=== Working data ===
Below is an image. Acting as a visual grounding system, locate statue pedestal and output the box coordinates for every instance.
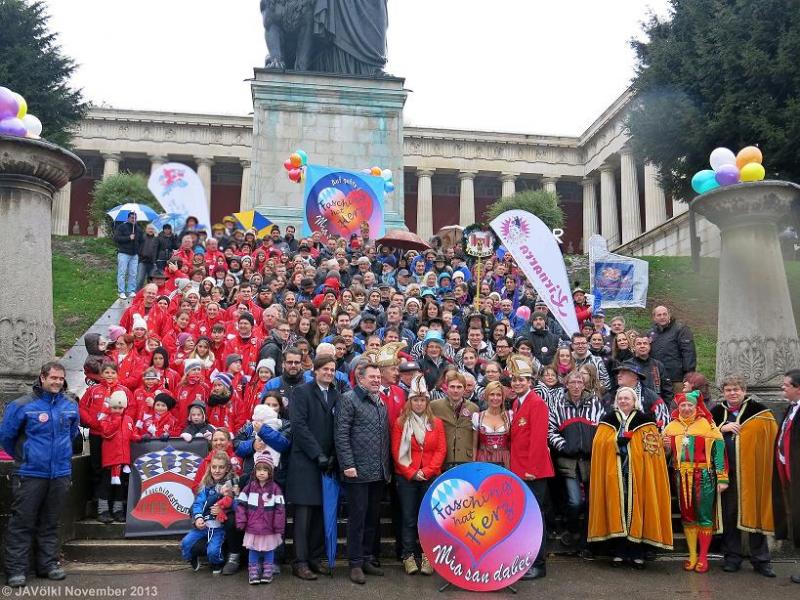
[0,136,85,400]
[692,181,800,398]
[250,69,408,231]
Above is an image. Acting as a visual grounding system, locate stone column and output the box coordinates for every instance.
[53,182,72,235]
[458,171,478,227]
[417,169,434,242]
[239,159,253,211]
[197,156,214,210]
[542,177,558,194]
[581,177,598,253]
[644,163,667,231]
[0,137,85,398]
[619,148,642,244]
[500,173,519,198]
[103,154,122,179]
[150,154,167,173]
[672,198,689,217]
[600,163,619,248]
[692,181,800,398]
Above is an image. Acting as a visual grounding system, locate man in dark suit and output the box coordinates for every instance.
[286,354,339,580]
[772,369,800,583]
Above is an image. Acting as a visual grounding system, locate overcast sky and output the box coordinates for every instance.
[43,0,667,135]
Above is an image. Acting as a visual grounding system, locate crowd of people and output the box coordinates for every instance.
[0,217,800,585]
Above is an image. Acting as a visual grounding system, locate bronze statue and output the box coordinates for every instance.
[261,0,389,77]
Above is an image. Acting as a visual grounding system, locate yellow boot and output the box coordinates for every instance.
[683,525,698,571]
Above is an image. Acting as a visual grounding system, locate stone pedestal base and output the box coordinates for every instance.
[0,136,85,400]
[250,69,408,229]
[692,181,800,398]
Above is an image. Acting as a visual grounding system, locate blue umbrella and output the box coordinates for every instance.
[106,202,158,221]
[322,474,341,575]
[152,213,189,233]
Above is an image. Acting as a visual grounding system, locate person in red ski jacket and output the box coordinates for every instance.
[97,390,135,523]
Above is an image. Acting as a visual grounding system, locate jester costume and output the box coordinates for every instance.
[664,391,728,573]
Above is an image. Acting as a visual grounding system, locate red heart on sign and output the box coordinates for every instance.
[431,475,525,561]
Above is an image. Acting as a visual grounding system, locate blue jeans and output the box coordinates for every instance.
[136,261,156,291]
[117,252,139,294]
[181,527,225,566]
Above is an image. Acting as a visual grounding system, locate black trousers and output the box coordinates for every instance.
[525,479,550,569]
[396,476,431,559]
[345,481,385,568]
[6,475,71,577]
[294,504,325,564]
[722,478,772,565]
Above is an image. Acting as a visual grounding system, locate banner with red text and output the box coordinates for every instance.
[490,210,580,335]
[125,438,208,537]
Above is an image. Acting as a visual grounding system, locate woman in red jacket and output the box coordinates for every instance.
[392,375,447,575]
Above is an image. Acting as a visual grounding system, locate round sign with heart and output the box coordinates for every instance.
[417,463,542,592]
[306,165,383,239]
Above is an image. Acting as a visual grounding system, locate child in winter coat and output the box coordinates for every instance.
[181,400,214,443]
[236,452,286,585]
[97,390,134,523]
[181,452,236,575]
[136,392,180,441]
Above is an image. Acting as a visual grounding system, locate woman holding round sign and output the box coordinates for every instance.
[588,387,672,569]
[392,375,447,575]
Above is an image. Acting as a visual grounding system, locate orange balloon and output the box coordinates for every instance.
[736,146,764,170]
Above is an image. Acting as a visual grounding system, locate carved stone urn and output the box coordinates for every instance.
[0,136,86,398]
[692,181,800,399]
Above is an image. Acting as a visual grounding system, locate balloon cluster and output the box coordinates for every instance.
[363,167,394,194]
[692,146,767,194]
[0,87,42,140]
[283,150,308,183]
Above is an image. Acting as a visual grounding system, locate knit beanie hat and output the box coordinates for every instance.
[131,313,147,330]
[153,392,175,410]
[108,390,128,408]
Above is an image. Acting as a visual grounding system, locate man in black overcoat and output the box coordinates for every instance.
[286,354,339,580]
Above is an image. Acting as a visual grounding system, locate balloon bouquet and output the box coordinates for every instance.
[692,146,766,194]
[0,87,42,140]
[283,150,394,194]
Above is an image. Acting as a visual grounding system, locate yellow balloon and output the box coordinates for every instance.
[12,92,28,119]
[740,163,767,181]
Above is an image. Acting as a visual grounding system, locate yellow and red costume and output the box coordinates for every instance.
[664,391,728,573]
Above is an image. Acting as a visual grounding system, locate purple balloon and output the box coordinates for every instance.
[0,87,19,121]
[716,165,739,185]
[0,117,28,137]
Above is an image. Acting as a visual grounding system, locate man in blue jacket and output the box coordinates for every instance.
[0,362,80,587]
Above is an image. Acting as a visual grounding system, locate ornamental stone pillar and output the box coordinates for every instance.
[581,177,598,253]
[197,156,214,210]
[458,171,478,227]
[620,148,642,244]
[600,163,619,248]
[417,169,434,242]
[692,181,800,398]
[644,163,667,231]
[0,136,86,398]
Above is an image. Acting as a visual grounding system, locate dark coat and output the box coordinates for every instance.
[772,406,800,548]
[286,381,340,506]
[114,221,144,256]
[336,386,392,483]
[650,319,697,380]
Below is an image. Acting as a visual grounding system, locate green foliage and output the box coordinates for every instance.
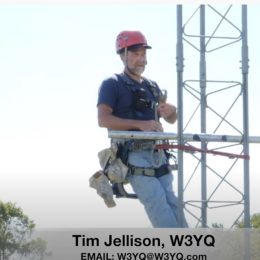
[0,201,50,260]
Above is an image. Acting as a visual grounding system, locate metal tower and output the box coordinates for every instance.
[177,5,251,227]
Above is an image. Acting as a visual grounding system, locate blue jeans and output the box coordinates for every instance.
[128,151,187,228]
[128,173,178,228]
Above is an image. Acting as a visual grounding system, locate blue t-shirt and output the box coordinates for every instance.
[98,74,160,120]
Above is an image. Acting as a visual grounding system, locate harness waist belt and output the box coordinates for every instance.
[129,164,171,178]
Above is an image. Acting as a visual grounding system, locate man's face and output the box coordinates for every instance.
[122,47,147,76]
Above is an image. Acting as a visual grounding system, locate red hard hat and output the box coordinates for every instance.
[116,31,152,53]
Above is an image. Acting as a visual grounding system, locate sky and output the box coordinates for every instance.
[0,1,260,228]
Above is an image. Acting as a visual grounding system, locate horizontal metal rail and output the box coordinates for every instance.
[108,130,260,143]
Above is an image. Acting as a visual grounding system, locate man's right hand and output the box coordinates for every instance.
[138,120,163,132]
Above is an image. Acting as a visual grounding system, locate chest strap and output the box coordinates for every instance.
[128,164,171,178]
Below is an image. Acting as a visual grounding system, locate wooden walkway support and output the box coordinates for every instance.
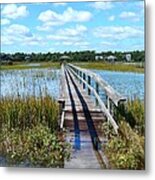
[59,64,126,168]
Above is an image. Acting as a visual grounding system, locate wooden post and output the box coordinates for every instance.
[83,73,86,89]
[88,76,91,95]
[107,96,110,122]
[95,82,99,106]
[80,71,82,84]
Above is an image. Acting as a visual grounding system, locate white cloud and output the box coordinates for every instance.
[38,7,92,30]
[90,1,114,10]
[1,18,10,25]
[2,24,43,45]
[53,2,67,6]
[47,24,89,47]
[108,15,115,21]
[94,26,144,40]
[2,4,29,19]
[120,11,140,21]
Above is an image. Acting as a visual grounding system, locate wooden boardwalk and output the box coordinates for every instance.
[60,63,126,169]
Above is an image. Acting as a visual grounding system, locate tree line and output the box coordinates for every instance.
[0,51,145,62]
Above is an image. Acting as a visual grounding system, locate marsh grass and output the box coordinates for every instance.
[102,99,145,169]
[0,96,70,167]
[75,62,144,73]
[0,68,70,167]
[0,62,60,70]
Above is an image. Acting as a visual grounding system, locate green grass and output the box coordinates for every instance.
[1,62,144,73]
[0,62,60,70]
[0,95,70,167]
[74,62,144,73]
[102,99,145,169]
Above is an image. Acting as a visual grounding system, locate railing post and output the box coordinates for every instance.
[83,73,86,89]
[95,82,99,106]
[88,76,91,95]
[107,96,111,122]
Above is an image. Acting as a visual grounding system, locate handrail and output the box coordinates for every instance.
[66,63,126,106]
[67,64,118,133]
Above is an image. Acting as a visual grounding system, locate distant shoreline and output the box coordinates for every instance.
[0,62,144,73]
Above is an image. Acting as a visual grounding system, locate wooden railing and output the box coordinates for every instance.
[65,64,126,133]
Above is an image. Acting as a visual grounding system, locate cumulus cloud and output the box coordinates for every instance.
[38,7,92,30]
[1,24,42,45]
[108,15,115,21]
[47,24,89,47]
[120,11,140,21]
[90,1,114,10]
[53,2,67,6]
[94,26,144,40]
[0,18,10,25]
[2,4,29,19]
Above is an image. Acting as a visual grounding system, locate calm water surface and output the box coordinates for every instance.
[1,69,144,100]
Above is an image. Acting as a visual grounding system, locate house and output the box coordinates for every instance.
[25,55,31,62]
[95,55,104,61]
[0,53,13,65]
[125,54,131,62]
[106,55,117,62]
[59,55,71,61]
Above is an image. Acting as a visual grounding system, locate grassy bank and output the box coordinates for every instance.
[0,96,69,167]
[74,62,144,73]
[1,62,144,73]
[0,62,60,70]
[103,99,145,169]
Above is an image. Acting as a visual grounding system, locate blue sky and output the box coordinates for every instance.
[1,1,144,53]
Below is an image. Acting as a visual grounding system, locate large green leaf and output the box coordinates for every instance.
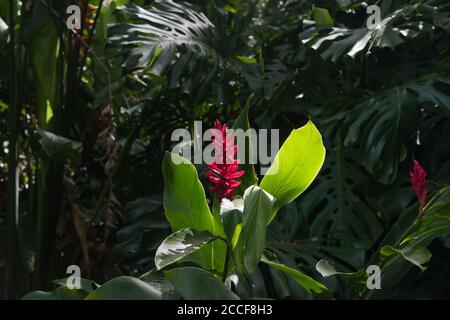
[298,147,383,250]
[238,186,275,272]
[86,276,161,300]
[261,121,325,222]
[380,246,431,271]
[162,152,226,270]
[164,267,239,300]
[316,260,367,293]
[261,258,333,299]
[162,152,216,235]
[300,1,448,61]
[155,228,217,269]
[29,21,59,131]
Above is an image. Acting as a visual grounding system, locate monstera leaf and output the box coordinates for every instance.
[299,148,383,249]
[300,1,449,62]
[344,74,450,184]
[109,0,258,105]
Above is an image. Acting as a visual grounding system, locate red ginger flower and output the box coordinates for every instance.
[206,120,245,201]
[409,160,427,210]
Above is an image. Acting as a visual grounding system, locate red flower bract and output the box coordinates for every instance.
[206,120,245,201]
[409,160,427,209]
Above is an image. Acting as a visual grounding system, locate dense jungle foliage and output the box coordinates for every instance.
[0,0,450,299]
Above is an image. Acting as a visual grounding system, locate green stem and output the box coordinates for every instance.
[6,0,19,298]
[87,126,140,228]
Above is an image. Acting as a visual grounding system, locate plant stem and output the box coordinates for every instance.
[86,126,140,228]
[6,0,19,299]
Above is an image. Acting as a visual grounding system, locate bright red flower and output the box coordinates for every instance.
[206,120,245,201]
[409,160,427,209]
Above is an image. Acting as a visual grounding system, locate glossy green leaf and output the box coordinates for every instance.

=== The request ===
Pull every line of the listing above that contains the string "Below", matching uppercase and lowercase exactly.

=== Solution for this task ===
Below is an image. Acting as a visual grounding system, locate statue pedestal and output the box coordinates for every instance.
Below is an image. Acting as a visual grounding system, locate green foliage and output the box coordinates for every instance.
Below is an image. Acting as a visual grounding system, locate wooden walkway support and output the box coordinates for every instance.
Below is an image. Acting as a visual grounding system, locate large green leaf and output the box coordinates for every instance.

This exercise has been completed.